Answer these questions using the guide on submittal schedules below.
(a) Which party owns the submittal schedule?
(b) Under A201 § 3.10.2, what is a contractor not entitled to if it fails to submit a schedule?
(c) Within roughly how many days of Notice to Proceed do spec procedures commonly require the initial schedule?

» Page:
......

How to plan a submittal schedule for long-lead procurement in construction

Datagrid Team·5 min read
How to plan a submittal schedule for long-lead procurement in construction

The submittal schedule (AIA term) or schedule of submittals (EJCDC term) is the calendar that protects your procurement chain, and gaps in it can result in long-lead procurement risk. CSI defines the schedule of submittals as the list of required contract submittals, when the contractor will deliver them to the design professional, and the duration allowed for review.

Construction teams can protect that schedule by building it backward from installation dates. This guide walks through that back-scheduling process, shows why a single missed long-lead window can trigger unrecoverable slip across the entire project, and explains how agentic AI is reshaping the way teams execute the workflow.

Who owns the submittal schedule and what AIA A201 requires

The contractor owns the submittal schedule, and the AIA A201 contract makes producing one a contractual obligation with real teeth. Under A201–2017 § 3.10.2, the contractor must submit a submittal schedule for the architect's approval "promptly after being awarded the Contract and thereafter as necessary to maintain a current submittal schedule." The schedule has to be coordinated with the construction schedule and allow the architect reasonable time to review.

The penalty for skipping it

A201 § 3.10.2 limits the penalty but makes it serious. If the contractor fails to submit a schedule or fails to provide submittals in accordance with the approved one, the contractor "shall not be entitled to any increase in Contract Sum or extension of Contract Time based on the time required for review of submittals."

So if you skip the schedule or miss its dates, you eat any delay costs tied to submittal review yourself, with no recourse to the owner for more money or more time.

When it's due and who else participates

The schedule is due early, before the procurement clock has burned. Spec procedures commonly require the initial schedule within roughly 30 days of Notice to Proceed. That schedule covers the first 90 days of submittals plus anything required early for long-lead manufacture.

......

» Data shown:
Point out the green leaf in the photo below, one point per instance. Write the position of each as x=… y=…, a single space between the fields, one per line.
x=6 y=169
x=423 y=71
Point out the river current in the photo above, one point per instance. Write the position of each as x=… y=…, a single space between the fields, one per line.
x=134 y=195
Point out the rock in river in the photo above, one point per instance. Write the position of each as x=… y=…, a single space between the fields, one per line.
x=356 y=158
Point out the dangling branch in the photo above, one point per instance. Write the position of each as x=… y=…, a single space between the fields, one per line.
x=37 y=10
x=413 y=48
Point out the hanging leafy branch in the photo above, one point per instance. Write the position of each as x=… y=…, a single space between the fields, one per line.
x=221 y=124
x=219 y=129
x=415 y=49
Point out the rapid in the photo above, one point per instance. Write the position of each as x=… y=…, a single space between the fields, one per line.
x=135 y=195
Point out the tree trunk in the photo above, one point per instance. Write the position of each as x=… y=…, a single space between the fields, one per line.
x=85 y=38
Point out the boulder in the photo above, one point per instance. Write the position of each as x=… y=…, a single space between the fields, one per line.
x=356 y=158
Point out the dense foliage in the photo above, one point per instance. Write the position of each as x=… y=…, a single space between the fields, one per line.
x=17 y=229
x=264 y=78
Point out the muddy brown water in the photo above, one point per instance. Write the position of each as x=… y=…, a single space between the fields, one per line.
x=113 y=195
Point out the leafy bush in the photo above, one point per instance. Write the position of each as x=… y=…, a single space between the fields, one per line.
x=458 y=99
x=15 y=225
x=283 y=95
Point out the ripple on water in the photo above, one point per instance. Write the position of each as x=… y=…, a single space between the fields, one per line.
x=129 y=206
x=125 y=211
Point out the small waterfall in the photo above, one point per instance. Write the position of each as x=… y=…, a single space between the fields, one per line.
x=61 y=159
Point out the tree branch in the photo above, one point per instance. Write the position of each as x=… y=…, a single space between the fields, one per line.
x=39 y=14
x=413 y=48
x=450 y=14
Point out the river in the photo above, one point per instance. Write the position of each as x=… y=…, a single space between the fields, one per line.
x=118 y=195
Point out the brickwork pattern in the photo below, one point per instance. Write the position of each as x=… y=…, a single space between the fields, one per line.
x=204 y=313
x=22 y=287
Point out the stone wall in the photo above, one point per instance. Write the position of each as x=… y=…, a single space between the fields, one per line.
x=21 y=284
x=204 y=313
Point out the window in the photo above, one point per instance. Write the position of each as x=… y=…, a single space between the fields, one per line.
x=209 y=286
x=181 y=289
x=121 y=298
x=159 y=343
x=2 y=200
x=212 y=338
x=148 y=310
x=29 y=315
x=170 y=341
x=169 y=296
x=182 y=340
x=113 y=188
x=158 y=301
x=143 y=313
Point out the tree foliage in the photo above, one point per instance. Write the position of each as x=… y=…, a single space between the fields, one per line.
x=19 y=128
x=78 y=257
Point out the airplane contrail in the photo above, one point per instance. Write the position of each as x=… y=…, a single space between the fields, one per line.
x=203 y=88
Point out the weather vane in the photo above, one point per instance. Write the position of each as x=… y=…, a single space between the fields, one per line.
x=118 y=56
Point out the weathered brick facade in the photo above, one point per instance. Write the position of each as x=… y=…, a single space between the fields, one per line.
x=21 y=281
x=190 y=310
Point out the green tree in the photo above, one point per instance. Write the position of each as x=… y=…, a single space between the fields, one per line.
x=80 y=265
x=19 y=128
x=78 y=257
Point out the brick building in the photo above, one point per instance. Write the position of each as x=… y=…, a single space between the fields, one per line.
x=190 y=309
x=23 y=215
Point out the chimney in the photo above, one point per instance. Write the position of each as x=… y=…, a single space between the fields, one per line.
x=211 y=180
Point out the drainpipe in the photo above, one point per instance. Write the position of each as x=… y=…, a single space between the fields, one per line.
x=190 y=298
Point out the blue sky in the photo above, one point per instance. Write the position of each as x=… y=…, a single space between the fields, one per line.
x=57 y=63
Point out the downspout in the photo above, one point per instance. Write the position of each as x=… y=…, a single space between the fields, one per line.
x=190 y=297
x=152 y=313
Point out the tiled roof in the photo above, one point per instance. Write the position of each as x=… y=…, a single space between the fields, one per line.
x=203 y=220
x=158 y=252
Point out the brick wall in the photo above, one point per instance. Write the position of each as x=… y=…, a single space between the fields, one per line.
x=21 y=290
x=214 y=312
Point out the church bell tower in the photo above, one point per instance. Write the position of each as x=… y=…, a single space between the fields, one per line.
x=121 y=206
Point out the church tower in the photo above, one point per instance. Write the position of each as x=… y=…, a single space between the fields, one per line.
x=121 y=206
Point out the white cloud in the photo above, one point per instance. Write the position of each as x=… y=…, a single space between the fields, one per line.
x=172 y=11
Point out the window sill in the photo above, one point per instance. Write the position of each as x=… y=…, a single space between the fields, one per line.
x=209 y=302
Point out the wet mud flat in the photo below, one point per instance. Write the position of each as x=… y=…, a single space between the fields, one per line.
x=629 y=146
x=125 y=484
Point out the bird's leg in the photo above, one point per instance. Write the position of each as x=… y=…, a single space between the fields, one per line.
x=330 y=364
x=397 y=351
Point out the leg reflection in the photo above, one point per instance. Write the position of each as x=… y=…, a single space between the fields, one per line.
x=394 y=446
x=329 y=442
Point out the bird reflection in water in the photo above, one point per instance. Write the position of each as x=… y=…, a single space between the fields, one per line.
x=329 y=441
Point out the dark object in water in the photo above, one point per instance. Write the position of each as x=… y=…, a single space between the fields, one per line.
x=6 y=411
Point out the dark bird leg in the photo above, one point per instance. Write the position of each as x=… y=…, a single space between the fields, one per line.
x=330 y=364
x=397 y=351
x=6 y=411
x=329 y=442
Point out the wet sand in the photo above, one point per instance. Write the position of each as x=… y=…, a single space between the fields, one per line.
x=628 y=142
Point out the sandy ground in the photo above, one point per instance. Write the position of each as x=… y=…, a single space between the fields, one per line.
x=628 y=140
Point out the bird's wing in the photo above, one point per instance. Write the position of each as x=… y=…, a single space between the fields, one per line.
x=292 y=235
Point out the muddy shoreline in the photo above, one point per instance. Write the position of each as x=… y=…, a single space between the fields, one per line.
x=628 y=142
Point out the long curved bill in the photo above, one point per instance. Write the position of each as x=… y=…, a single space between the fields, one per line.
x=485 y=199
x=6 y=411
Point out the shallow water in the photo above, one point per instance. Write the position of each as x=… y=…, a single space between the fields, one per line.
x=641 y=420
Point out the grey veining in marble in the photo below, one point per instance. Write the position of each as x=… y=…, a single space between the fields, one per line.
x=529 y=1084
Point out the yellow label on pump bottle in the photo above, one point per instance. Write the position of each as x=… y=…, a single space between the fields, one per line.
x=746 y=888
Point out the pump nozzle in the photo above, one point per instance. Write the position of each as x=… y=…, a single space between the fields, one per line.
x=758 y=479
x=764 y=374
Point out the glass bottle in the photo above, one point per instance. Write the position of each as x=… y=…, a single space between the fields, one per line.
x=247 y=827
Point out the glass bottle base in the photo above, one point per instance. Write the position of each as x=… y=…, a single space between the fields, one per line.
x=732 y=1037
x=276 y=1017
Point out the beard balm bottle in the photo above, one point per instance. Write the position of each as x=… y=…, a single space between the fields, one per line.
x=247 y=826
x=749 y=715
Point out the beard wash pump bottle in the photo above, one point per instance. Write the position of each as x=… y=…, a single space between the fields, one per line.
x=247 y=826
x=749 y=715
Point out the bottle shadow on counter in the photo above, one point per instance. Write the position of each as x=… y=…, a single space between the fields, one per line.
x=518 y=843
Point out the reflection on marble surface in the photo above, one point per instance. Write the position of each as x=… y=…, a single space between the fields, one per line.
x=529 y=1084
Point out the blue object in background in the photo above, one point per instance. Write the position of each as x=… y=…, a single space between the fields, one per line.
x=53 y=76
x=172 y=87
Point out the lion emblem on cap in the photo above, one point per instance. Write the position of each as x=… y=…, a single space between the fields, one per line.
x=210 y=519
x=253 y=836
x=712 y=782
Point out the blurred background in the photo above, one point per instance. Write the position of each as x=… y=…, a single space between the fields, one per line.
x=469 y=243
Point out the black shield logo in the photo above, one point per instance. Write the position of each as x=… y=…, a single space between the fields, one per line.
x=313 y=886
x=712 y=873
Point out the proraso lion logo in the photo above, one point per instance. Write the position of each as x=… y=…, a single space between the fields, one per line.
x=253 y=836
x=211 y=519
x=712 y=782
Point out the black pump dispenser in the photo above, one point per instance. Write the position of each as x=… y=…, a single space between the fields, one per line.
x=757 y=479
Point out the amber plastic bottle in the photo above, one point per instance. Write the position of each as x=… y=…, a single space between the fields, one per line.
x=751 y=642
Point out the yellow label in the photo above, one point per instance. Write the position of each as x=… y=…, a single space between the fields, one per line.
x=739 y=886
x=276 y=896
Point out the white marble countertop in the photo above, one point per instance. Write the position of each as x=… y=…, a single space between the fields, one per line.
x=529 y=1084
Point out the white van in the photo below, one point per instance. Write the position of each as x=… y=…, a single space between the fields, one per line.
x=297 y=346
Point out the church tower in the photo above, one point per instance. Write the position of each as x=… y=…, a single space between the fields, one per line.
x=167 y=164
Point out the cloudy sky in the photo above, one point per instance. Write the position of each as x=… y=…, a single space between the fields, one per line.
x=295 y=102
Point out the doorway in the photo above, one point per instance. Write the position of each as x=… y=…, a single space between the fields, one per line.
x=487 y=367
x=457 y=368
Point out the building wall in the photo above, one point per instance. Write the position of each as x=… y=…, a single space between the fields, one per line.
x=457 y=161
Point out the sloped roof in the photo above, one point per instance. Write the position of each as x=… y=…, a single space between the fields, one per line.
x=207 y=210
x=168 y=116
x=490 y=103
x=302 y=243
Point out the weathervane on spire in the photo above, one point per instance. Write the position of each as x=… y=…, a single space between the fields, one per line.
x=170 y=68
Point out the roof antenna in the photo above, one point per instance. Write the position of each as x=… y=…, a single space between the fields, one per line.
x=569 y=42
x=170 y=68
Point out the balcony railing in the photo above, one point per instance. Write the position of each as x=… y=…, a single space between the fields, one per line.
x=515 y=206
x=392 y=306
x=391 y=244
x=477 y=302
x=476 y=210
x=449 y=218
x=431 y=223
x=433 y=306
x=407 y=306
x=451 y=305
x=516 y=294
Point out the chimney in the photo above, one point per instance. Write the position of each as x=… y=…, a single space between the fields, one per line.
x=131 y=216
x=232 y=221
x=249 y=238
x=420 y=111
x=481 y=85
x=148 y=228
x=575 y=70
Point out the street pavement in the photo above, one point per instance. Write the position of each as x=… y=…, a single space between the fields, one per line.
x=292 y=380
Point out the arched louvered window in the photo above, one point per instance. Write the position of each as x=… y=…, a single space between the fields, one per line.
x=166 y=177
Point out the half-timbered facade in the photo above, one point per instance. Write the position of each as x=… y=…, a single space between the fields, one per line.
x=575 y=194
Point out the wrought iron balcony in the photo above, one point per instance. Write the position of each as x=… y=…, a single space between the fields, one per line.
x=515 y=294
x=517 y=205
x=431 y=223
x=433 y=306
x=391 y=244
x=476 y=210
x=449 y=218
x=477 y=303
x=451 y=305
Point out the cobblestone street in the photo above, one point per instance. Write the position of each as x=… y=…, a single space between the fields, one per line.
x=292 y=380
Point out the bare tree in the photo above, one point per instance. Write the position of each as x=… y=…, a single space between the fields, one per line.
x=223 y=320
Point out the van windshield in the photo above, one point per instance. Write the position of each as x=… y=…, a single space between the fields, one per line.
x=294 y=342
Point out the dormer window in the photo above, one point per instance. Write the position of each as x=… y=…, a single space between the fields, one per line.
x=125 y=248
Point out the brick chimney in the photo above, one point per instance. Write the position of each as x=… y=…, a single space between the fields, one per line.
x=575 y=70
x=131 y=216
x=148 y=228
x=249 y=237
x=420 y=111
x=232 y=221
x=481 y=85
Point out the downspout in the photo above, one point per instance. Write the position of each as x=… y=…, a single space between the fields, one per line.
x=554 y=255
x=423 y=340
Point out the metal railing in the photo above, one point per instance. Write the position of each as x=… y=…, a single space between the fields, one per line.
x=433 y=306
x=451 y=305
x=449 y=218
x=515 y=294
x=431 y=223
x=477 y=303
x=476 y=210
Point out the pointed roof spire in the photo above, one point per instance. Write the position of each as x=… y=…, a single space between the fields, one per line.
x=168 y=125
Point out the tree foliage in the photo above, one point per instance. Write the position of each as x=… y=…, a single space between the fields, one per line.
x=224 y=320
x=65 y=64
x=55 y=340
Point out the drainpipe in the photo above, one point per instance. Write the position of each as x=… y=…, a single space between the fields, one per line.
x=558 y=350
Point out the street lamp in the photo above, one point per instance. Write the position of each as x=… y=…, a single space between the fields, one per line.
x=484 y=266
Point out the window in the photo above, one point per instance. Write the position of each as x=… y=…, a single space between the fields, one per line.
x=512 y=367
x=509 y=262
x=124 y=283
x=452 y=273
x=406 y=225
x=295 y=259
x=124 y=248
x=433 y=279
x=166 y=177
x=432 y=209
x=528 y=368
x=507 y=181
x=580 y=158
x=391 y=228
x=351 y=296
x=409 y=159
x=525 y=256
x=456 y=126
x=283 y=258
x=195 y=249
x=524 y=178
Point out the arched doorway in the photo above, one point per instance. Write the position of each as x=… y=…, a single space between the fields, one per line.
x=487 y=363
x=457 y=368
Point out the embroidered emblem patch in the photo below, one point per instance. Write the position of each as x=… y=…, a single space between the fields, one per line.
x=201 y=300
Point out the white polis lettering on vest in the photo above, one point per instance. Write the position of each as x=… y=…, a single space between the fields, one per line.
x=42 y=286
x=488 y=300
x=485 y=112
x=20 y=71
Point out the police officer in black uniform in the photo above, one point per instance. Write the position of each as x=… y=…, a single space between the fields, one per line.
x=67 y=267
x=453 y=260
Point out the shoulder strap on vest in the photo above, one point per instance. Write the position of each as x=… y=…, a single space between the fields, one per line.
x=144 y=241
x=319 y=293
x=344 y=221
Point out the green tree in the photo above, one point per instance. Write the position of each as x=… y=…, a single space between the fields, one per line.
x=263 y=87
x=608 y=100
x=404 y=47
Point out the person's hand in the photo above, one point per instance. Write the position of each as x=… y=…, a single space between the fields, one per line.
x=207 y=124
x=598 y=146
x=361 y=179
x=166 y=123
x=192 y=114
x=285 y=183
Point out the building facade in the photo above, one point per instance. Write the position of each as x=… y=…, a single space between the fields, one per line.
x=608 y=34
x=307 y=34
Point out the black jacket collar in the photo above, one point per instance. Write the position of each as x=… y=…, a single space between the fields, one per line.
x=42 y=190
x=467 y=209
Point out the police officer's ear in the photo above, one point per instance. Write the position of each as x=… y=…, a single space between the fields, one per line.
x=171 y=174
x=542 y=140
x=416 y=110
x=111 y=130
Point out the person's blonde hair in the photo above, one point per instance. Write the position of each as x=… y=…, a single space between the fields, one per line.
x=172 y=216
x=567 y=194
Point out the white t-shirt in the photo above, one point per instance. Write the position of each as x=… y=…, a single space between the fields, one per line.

......

» Full response:
(a) The contractor.
(b) Any increase in Contract Sum or extension of Contract Time based on the time required for review of submittals.
(c) Roughly 30 days.